▶ Textauszug
.....
Gegen die "Weberei" theoriesuchender Historiker setzt Medick die konkrete Weberei, mit der die Einwohner Laichingens ihr Dasein fristeten und die zu spezifischen Überlebensstrategien führte. Angesichts der klimatischen Benachteiligung des Mittelgebirges bot in der frühen Neuzeit nur das Handwerk ein Auskommen. Da die Märkte fern waren, arbeiteten die Heimweber in Abhängigkeit von Zwischenhändlern, die die Rohstoffe lieferten, und sind damit jenem Phänomen der "Protoindustrialisierung" zuzurechnen, zu dessen Erforschung Medick vor einigen Jahren selbst maßgeblich beigetragen hat. Während damals gewissermaßen die Diagnose gestellt worden war, wird jetzt die Autopsie vorgenommen. Was bedeutete die marginale Existenz für die Betroffenen, welche Folgen hatte sie für die häusliche Ökonomie, die individuelle Lebensführung oder das religiöse Denken? Und welche Auswirkungen hatten andererseits die großen Ereignisse "der Geschichte" für diese Menschen, die Kriege, die Krisen, der säkulare Strukturwandel? In welchem Verhältnis stehen allgemeine Geschichte und Lokalgeschichte? Es sind solche methodologischen Fragen, die Medicks Untersuchung, neben der Fülle von Einzelergebnissen und dem ansprechenden diskursiven Stil, interessant machen.
Der Mikrokosmos des Weberdorfes stellt sich komplexer dar, als es vermutlich die zeitgenössischen Zentralbehörden des Herzogtums Württemberg je wahrgenommen haben. So unterschied sich nicht nur das generative Verhalten erheblich vom agrarischen Unterland, sondern auch seine Literalität. Getrieben durch ihren eigentümlichen Glauben, führte die Lesefreude dieser gewiß nicht akademisch gebildeten Leute zu einer Intensität des Bücherkonsums, der statistisch nur jenem in der Hauptstadt Stuttgart vergleichbar war. Die Nachlaßinventare des Ortes strafen alle Theorien über ein "Volk ohne Buch" Lügen, und Medick kann glaubhaft machen, daß auch auf der Mikroebene gilt, daß vor der Schlußfolgerung die Erforschung zu stehen habe.
Was so banal klingen mag, ist es nicht. Abgesehen von einigen wenigen gut untersuchten Dörfern wie Montaillou, Neckarhausen oder Unterfinning, besitzen wir keine ähnlich intensiven Studien über das Leben in der Vormoderne. So wird das Buch über Laichingen zu einem Fixstern am Himmel der Historiker werden. Medick ist nicht der Prophet, der den Weg in ein gelobtes Land weist. Eher trifft der Vergleich mit dem Ethnologen zu, der durch eine exemplarische Feldstudie Einblicke in eine Gesellschaft auf einem fremden Kontinent ermöglicht. Doch mehr als das: Ein deutscher Historiker unternimmt den Versuch, mit Lust an der Kontroverse und auf hohem darstellerischem Niveau die Ergebnisse eines langjährigen Experiments zu präsentieren, und vermittelt dadurch den besten Eindruck von der Qualität und Lebendigkeit der historiographischen Forschung in diesem Lande. WOLFGANG BEHRINGER
Hans Medick: "Weben und Überleben in Laichingen 1650-1900". Lokalgeschichte als Allgemeine Geschichte. Verlag Vandenhoeck & Ruprecht, Göttingen 1996. 708 S., Abb., geb., 124,- DM.
.....
Einträge des Datensatzes:
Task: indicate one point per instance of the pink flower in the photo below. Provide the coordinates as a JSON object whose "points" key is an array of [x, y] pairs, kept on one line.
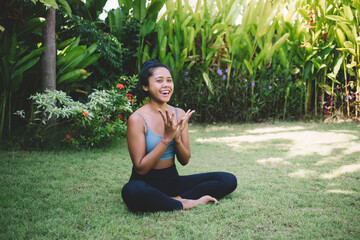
{"points": [[120, 86]]}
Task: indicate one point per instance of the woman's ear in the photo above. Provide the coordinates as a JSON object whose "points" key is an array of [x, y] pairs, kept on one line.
{"points": [[145, 88]]}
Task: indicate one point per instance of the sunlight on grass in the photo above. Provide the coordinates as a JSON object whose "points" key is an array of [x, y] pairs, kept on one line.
{"points": [[340, 191], [342, 170], [302, 142], [275, 161], [303, 173]]}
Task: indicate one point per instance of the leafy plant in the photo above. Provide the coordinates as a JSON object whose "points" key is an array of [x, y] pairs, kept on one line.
{"points": [[88, 124], [72, 59], [18, 56]]}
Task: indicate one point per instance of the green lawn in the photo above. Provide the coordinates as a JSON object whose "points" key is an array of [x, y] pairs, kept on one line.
{"points": [[295, 181]]}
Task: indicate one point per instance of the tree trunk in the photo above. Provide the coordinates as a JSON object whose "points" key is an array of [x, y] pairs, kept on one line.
{"points": [[48, 58]]}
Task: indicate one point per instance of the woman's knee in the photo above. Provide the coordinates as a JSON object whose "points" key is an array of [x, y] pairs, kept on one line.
{"points": [[229, 180], [130, 193]]}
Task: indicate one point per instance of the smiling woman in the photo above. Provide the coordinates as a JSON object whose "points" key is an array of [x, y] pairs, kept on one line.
{"points": [[157, 132]]}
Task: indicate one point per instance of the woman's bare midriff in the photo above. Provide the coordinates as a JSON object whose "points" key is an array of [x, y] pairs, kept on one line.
{"points": [[164, 163]]}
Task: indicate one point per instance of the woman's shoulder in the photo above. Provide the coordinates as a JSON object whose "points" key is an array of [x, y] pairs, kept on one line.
{"points": [[137, 115], [179, 111]]}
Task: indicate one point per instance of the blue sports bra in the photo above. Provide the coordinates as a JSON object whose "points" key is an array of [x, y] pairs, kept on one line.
{"points": [[152, 139]]}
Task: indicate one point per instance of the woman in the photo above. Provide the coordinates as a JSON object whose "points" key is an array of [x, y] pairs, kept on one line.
{"points": [[156, 133]]}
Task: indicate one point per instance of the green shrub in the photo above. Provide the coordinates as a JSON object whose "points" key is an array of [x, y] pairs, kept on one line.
{"points": [[93, 123]]}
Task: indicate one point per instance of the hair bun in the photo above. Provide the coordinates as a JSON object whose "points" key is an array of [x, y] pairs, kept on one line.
{"points": [[150, 63]]}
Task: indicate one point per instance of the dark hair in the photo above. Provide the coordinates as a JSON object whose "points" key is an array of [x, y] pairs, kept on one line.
{"points": [[148, 70]]}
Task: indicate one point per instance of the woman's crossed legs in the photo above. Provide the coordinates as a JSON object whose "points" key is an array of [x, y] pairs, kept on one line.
{"points": [[183, 192]]}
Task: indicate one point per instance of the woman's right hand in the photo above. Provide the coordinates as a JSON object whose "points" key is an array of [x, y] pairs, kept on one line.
{"points": [[170, 124]]}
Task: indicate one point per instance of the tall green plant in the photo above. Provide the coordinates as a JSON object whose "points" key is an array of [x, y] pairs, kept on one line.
{"points": [[18, 56], [347, 32], [72, 59]]}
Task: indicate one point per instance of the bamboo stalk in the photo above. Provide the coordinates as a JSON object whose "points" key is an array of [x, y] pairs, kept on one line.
{"points": [[346, 91]]}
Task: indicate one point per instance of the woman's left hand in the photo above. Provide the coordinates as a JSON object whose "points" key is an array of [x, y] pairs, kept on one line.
{"points": [[182, 123]]}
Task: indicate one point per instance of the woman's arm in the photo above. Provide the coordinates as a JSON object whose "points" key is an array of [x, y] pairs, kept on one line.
{"points": [[142, 162], [182, 144]]}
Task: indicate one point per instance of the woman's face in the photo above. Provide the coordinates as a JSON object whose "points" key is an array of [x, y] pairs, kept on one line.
{"points": [[161, 85]]}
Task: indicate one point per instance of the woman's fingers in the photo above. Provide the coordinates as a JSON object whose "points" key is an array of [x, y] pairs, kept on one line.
{"points": [[162, 115]]}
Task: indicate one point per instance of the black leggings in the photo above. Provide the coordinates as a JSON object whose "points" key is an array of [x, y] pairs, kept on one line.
{"points": [[153, 191]]}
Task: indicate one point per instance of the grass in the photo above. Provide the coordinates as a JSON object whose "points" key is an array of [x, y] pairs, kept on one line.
{"points": [[295, 181]]}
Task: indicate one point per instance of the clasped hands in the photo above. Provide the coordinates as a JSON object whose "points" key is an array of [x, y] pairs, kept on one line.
{"points": [[172, 128]]}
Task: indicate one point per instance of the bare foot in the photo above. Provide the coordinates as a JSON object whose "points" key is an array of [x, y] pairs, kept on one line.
{"points": [[189, 203]]}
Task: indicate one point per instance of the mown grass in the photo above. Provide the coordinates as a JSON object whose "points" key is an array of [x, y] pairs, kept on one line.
{"points": [[295, 181]]}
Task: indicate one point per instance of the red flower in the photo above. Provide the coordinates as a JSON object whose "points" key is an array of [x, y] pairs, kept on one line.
{"points": [[129, 97], [120, 86]]}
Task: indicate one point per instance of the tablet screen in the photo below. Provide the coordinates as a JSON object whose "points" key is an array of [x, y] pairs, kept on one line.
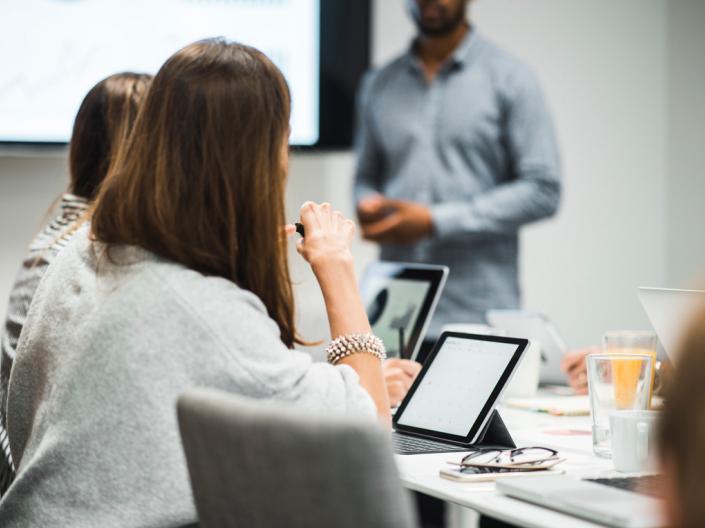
{"points": [[400, 300], [457, 385], [394, 310]]}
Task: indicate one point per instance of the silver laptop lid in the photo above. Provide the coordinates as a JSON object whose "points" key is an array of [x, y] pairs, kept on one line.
{"points": [[670, 311]]}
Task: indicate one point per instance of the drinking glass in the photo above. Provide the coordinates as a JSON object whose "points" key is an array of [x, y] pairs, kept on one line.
{"points": [[616, 382], [633, 342]]}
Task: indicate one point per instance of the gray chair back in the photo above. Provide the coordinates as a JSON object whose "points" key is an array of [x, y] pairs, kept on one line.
{"points": [[259, 464]]}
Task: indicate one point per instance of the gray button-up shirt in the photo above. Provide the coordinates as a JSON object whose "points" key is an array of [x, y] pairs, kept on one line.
{"points": [[477, 146]]}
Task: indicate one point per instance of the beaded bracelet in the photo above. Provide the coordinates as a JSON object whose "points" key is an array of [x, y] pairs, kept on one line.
{"points": [[348, 344]]}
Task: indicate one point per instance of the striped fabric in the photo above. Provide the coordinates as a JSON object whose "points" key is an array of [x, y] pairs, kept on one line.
{"points": [[45, 246]]}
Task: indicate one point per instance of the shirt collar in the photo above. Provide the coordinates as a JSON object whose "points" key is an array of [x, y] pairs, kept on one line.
{"points": [[463, 54]]}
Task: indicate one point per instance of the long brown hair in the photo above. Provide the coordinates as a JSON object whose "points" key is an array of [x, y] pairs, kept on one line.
{"points": [[103, 122], [201, 179]]}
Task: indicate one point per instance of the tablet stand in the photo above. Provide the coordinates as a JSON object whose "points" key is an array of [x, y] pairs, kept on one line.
{"points": [[495, 434]]}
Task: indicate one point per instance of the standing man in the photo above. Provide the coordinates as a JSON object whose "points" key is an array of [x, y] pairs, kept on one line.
{"points": [[455, 152]]}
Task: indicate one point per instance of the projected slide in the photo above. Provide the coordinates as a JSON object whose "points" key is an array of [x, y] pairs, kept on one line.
{"points": [[53, 51]]}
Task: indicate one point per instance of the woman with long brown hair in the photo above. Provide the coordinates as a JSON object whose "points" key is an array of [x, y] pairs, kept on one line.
{"points": [[180, 281], [103, 121]]}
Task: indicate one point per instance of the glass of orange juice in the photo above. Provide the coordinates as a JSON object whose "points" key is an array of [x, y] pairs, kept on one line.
{"points": [[625, 376], [616, 382]]}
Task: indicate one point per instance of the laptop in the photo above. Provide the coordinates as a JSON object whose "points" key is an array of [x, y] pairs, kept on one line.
{"points": [[534, 326], [400, 300], [669, 311], [454, 396], [627, 502]]}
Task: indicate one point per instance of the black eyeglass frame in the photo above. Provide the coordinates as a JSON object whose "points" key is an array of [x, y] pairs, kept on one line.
{"points": [[551, 454]]}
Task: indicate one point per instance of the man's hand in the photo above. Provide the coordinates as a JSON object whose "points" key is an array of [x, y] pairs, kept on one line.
{"points": [[575, 368], [393, 221], [399, 374]]}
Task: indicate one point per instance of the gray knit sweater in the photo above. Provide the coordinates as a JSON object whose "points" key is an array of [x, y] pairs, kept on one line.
{"points": [[108, 346]]}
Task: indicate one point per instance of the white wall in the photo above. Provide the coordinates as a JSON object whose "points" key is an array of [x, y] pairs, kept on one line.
{"points": [[686, 143], [605, 67]]}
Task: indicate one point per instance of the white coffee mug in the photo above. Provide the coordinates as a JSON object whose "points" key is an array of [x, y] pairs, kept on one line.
{"points": [[634, 440]]}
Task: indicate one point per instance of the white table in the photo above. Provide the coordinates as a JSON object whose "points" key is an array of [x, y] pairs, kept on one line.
{"points": [[420, 472]]}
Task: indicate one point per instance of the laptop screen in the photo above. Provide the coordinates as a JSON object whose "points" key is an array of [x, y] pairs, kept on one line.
{"points": [[459, 384]]}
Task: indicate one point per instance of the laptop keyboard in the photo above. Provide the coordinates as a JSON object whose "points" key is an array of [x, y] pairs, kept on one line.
{"points": [[411, 445], [646, 485]]}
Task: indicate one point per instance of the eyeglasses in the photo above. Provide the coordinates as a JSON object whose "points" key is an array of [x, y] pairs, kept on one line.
{"points": [[521, 459]]}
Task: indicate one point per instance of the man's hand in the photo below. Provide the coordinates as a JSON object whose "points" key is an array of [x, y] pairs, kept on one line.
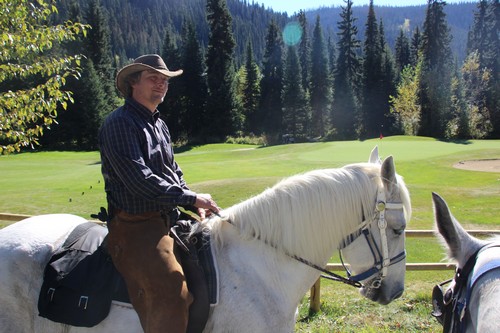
{"points": [[205, 205]]}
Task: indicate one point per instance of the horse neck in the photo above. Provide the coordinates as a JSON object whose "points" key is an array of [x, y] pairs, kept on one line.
{"points": [[307, 215]]}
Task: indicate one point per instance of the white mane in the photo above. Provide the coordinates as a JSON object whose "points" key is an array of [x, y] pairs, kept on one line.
{"points": [[302, 214]]}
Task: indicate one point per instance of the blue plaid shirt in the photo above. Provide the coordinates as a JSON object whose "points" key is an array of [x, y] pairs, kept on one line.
{"points": [[138, 165]]}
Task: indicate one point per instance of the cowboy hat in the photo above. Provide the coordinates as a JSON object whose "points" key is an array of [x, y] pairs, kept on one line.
{"points": [[145, 62]]}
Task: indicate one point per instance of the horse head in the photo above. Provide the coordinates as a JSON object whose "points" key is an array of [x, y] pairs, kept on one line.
{"points": [[469, 304], [376, 250], [459, 244]]}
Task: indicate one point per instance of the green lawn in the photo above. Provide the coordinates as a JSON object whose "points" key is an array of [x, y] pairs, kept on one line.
{"points": [[69, 182]]}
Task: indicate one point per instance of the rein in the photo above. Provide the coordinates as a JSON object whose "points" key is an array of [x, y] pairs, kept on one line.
{"points": [[381, 260], [380, 263]]}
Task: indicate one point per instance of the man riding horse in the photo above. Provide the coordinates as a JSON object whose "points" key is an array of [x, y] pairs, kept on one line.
{"points": [[144, 186]]}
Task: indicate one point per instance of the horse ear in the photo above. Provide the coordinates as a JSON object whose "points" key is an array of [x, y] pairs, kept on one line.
{"points": [[446, 224], [388, 173], [374, 156]]}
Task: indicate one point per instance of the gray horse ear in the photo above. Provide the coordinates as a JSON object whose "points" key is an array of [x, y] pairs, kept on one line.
{"points": [[446, 224], [388, 173], [374, 158]]}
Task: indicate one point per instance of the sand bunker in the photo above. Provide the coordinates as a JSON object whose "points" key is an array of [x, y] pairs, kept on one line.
{"points": [[491, 165]]}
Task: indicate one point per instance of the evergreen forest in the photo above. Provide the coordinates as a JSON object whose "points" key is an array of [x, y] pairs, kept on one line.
{"points": [[336, 73]]}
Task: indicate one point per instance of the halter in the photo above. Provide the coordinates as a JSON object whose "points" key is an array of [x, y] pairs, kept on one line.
{"points": [[381, 260]]}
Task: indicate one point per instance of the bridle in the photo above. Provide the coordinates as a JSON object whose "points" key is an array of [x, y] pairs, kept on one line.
{"points": [[381, 260]]}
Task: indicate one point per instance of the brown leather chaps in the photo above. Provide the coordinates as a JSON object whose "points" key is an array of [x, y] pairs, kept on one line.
{"points": [[143, 253]]}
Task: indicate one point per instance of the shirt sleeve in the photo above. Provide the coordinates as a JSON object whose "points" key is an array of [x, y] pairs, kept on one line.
{"points": [[121, 143]]}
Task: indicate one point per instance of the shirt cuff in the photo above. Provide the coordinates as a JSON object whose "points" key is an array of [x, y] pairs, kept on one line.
{"points": [[189, 197]]}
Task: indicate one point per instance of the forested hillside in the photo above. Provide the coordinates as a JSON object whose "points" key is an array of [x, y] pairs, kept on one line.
{"points": [[339, 73], [139, 26]]}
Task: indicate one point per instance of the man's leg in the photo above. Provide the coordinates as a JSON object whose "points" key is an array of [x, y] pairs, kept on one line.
{"points": [[144, 254]]}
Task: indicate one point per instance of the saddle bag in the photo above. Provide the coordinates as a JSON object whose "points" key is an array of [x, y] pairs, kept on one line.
{"points": [[78, 280]]}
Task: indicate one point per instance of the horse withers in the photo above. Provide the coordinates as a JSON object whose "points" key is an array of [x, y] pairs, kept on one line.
{"points": [[361, 210], [470, 303]]}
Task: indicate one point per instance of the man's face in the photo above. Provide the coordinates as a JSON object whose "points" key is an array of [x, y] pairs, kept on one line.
{"points": [[151, 88]]}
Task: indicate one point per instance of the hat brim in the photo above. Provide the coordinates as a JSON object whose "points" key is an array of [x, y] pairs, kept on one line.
{"points": [[133, 68]]}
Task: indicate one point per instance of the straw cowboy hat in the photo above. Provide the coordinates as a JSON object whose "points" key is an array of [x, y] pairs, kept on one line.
{"points": [[145, 62]]}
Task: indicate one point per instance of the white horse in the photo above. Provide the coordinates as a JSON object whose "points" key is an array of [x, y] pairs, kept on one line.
{"points": [[362, 208], [471, 301]]}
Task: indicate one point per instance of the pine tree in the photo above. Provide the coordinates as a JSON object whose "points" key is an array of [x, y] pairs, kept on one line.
{"points": [[171, 110], [251, 92], [415, 45], [458, 126], [220, 72], [195, 90], [372, 111], [402, 50], [405, 103], [97, 48], [435, 83], [320, 83], [476, 83], [304, 50], [484, 40], [295, 109], [270, 110], [347, 76], [388, 84]]}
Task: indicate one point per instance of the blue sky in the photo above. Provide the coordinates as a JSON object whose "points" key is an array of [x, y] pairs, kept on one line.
{"points": [[292, 6]]}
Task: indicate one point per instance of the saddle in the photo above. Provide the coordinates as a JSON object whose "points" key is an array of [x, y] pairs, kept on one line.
{"points": [[80, 280]]}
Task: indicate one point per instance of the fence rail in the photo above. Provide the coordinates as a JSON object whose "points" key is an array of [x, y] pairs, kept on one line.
{"points": [[315, 292]]}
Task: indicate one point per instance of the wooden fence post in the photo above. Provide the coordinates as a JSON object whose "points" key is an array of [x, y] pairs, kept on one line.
{"points": [[315, 298]]}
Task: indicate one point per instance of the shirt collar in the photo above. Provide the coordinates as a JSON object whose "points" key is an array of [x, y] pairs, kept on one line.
{"points": [[141, 110]]}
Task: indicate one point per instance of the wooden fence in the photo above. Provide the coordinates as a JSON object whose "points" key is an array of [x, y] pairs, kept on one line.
.....
▶ Aufgabe A
Entscheide anhand des Textauszugs, ob die folgenden Aussagen zutreffen, und belege jede Antwort mit einem wörtlichen Zitat: (i) Die Heimweber arbeiteten in Abhängigkeit von Zwischenhändlern, die die Rohstoffe lieferten. (ii) Der Bücherkonsum in Laichingen lag statistisch über dem in Stuttgart. (iii) Medick wird als Prophet bezeichnet, der den Weg in ein gelobtes Land weist.
▶ Aufgabe B
Gib einen Abschnitt des Textauszugs Wort für Wort wieder. Beginne bei den Worten „Der Mikrokosmos des“ und höre nach „zu stehen habe.“ auf.
Stütze dich ausschließlich auf den Textauszug.

▶ Antwort A
(i) Ja: „arbeiteten die Heimweber in Abhängigkeit von Zwischenhändlern, die die Rohstoffe lieferten“
(ii) Nein: „der statistisch nur jenem in der Hauptstadt Stuttgart vergleichbar war“
(iii) Nein: „Medick ist nicht der Prophet, der den Weg in ein gelobtes Land weist.“

▶ Antwort B
Der Mikrokosmos des Weberdorfes stellt sich komplexer dar, als es vermutlich die zeitgenössischen Zentralbehörden des Herzogtums Württemberg je wahrgenommen haben. So unterschied sich nicht nur das generative Verhalten erheblich vom agrarischen Unterland, sondern auch seine Literalität. Getrieben durch ihren eigentümlichen Glauben, führte die Lesefreude dieser gewiß nicht akademisch gebildeten Leute zu einer Intensität des Bücherkonsums, der statistisch nur jenem in der Hauptstadt Stuttgart vergleichbar war. Die Nachlaßinventare des Ortes strafen alle Theorien über ein "Volk ohne Buch" Lügen, und Medick kann glaubhaft machen, daß auch auf der Mikroebene gilt, daß vor der Schlußfolgerung die Erforschung zu stehen habe.